— Start of Data provided —

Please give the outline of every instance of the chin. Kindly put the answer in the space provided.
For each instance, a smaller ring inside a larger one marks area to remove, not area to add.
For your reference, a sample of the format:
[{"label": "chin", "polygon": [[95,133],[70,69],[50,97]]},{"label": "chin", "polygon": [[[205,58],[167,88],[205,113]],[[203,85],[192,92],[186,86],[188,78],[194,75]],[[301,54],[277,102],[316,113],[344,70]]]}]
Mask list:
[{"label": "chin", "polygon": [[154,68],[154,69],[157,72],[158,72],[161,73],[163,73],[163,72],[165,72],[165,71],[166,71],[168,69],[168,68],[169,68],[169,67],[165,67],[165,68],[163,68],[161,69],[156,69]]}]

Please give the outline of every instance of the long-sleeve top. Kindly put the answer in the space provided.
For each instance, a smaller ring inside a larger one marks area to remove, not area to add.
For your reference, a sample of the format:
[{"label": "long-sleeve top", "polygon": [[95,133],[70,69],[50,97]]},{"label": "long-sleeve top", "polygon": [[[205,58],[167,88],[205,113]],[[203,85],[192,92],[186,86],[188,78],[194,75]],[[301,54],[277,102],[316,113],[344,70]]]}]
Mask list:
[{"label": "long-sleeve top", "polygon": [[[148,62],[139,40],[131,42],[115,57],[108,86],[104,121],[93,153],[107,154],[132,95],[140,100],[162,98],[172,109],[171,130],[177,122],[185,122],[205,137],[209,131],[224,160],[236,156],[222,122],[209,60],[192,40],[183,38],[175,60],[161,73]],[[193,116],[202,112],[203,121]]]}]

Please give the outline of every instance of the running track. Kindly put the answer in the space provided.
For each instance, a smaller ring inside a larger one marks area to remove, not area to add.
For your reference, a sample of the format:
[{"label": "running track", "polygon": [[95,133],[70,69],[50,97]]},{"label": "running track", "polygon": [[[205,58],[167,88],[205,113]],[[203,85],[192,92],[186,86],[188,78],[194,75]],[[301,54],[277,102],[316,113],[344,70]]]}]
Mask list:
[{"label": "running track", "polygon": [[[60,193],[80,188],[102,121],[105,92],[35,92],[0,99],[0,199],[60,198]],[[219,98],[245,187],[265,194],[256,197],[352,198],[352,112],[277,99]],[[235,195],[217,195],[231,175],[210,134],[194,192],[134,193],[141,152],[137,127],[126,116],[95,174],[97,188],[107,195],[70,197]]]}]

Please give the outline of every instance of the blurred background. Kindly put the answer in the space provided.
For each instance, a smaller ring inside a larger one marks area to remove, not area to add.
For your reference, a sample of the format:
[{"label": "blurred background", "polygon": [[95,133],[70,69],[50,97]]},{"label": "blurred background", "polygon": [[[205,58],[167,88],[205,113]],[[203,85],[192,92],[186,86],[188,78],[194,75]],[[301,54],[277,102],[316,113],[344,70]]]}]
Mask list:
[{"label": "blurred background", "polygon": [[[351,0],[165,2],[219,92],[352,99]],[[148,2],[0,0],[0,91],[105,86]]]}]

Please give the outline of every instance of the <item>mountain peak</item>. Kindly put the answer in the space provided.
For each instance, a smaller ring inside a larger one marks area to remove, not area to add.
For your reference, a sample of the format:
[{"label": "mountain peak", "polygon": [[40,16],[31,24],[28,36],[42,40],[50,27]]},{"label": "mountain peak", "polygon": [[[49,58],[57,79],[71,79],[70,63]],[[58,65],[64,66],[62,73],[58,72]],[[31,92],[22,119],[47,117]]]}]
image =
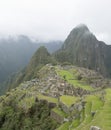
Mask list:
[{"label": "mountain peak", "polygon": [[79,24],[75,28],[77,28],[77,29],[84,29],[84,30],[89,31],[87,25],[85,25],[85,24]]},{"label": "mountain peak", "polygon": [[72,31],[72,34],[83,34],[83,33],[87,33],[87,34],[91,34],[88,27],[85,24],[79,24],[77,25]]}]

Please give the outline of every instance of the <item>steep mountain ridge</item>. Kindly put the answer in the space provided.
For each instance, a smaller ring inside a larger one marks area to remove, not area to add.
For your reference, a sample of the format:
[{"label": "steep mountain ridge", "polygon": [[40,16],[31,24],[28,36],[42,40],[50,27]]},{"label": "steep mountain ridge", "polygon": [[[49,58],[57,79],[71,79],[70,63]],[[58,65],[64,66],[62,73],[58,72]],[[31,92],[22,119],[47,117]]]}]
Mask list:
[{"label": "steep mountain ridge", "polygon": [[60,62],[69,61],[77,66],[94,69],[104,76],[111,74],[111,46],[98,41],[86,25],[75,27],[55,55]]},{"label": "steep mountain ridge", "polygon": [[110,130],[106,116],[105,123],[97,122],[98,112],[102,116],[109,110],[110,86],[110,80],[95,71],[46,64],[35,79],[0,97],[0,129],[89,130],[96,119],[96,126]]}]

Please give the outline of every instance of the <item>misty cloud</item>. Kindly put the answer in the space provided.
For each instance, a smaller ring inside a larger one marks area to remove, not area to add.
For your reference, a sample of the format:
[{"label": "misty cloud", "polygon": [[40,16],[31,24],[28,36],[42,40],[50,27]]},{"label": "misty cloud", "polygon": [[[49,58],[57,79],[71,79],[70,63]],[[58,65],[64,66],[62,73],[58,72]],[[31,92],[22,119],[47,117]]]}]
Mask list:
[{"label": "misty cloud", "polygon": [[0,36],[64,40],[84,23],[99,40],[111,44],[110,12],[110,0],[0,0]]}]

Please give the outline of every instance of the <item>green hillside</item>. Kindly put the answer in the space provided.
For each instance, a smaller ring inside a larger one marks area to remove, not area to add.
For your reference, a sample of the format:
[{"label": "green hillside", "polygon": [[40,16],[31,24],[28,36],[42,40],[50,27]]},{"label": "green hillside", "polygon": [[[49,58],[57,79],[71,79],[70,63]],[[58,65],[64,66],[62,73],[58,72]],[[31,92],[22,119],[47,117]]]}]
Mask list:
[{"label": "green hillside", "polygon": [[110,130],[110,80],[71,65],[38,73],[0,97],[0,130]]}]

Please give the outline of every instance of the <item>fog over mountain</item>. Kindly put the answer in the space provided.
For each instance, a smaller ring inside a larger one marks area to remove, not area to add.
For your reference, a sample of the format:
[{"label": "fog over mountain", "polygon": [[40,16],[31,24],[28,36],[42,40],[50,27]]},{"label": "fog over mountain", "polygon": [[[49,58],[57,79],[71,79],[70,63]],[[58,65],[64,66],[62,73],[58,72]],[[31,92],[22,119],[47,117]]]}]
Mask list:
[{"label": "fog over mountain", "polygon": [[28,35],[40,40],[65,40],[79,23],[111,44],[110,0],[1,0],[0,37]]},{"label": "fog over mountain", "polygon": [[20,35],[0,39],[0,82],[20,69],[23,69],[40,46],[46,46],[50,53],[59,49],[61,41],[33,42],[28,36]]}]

— End of Data provided —
— Start of Data provided —

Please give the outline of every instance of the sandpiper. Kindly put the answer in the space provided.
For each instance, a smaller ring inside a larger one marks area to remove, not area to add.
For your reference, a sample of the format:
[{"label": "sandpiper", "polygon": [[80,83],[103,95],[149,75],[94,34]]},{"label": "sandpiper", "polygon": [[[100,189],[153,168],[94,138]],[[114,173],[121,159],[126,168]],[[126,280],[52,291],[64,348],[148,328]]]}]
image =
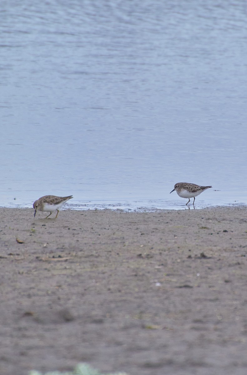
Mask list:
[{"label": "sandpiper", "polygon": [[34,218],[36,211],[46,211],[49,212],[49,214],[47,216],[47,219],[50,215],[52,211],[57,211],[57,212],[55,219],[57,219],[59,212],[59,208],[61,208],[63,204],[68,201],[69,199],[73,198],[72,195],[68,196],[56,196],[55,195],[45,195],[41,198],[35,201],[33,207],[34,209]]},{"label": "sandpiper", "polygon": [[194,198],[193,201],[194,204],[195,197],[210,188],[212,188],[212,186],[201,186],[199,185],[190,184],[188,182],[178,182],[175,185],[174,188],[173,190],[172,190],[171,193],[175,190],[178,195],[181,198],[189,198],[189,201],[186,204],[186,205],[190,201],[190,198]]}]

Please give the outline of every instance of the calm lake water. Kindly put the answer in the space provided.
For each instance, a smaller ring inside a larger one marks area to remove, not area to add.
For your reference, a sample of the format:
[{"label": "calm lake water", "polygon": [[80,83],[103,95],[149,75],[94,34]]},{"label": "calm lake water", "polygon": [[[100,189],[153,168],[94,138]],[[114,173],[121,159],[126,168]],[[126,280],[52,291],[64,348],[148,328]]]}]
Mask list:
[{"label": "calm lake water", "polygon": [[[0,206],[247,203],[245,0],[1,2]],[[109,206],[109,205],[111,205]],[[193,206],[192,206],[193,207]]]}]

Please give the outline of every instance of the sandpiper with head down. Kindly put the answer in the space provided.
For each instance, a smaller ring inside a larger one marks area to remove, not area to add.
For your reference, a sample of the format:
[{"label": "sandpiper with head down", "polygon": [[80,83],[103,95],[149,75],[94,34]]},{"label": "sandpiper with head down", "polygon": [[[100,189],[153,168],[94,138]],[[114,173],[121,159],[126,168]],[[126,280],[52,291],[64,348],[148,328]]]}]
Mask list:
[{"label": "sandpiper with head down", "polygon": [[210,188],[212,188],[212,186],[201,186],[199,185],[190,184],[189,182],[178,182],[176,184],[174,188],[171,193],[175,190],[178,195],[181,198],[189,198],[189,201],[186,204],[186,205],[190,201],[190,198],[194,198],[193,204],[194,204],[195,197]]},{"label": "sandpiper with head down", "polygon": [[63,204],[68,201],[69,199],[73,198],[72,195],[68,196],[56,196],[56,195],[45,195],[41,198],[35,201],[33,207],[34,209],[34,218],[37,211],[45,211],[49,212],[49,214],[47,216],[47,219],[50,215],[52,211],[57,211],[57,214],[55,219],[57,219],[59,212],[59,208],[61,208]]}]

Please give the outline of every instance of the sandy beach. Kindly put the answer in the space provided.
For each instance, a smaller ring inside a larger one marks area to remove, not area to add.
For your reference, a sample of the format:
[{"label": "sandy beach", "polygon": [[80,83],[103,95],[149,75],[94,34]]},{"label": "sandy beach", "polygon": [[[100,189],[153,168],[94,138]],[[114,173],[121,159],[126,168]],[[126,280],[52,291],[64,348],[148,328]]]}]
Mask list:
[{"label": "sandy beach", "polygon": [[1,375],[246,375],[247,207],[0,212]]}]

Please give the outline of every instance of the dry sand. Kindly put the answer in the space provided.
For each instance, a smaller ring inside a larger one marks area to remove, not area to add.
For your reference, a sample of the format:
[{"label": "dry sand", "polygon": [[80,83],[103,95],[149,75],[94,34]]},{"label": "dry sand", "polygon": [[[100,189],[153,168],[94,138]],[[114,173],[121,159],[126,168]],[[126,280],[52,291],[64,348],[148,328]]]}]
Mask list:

— End of Data provided —
— Start of Data provided —

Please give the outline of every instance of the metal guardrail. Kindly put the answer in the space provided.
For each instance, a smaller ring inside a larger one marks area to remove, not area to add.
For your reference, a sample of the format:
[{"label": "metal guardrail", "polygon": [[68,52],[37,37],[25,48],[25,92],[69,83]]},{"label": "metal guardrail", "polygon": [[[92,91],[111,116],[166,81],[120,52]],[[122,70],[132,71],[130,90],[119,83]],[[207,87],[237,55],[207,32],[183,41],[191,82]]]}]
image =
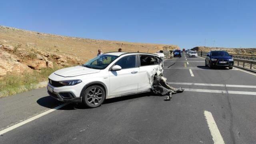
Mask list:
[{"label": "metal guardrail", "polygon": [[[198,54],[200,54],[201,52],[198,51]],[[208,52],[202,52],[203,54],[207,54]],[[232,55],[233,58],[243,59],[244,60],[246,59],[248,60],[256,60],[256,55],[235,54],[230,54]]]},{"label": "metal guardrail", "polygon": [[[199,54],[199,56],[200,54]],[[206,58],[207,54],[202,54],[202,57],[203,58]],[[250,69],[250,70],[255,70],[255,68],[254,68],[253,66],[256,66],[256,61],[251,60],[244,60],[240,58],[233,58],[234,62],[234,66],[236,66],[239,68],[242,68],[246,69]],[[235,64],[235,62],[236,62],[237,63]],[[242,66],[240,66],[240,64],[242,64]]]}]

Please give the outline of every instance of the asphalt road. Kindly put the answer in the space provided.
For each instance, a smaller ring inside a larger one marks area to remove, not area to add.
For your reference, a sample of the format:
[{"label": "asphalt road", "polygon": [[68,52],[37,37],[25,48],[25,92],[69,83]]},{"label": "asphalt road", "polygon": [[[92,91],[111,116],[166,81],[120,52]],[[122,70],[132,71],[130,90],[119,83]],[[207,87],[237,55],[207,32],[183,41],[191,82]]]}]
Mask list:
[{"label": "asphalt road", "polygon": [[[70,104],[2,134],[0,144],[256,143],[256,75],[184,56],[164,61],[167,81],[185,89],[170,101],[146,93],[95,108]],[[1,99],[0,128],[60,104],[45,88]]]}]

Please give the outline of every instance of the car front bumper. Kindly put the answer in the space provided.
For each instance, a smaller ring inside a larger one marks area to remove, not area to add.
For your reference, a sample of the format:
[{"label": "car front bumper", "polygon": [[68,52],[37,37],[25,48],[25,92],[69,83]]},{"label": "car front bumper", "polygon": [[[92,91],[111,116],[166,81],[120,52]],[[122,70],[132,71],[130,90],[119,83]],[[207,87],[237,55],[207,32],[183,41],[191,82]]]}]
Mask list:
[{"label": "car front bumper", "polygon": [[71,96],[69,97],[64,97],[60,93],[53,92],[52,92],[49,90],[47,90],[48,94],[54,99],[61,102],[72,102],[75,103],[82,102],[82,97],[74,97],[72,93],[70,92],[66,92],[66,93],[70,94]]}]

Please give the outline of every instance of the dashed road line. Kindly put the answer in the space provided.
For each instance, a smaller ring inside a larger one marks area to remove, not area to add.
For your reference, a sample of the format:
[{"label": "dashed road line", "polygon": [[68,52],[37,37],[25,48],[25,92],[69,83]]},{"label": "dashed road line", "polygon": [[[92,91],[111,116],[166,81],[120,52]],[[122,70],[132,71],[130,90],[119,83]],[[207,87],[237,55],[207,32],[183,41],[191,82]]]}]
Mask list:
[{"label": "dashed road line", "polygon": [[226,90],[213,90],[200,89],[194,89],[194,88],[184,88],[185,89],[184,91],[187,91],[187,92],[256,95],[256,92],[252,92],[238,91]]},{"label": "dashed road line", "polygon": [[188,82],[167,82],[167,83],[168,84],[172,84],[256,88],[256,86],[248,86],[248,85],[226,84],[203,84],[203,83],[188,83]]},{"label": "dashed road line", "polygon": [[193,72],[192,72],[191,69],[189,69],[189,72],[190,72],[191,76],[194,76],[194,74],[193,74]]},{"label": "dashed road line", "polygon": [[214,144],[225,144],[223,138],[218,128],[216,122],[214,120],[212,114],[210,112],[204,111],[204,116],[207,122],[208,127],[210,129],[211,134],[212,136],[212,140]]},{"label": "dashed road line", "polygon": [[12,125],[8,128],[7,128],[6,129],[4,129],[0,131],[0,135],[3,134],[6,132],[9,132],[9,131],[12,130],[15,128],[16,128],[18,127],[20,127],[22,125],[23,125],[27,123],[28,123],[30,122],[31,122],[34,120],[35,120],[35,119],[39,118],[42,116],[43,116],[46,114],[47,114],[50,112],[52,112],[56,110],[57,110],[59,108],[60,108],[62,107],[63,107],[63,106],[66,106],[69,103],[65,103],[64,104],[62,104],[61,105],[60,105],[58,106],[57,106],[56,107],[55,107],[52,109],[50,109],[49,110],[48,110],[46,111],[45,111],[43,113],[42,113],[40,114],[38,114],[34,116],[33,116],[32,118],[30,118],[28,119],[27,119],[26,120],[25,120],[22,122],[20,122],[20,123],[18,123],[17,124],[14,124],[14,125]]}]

— End of Data provided —

§ **Problem details**
Pull out every line in the rows above that contains the word "steep", copying each of those lines in full.

§ **The solution**
Please give the outline of every instance of the <item>steep mountain ridge</item>. Kindly put the answer in the space provided.
[{"label": "steep mountain ridge", "polygon": [[40,16],[31,24],[28,36],[42,40],[50,27]]},{"label": "steep mountain ridge", "polygon": [[[49,58],[57,79],[71,79],[70,63]],[[58,65],[64,66],[62,73],[58,72]],[[31,92],[22,119],[47,117]]]}]
[{"label": "steep mountain ridge", "polygon": [[60,62],[69,61],[77,66],[94,69],[104,76],[111,74],[111,46],[98,41],[86,25],[75,27],[55,55]]},{"label": "steep mountain ridge", "polygon": [[110,130],[106,116],[105,123],[97,122],[98,112],[102,116],[109,110],[110,86],[110,80],[95,71],[46,64],[35,79],[0,97],[0,129],[89,130],[96,119],[96,126]]}]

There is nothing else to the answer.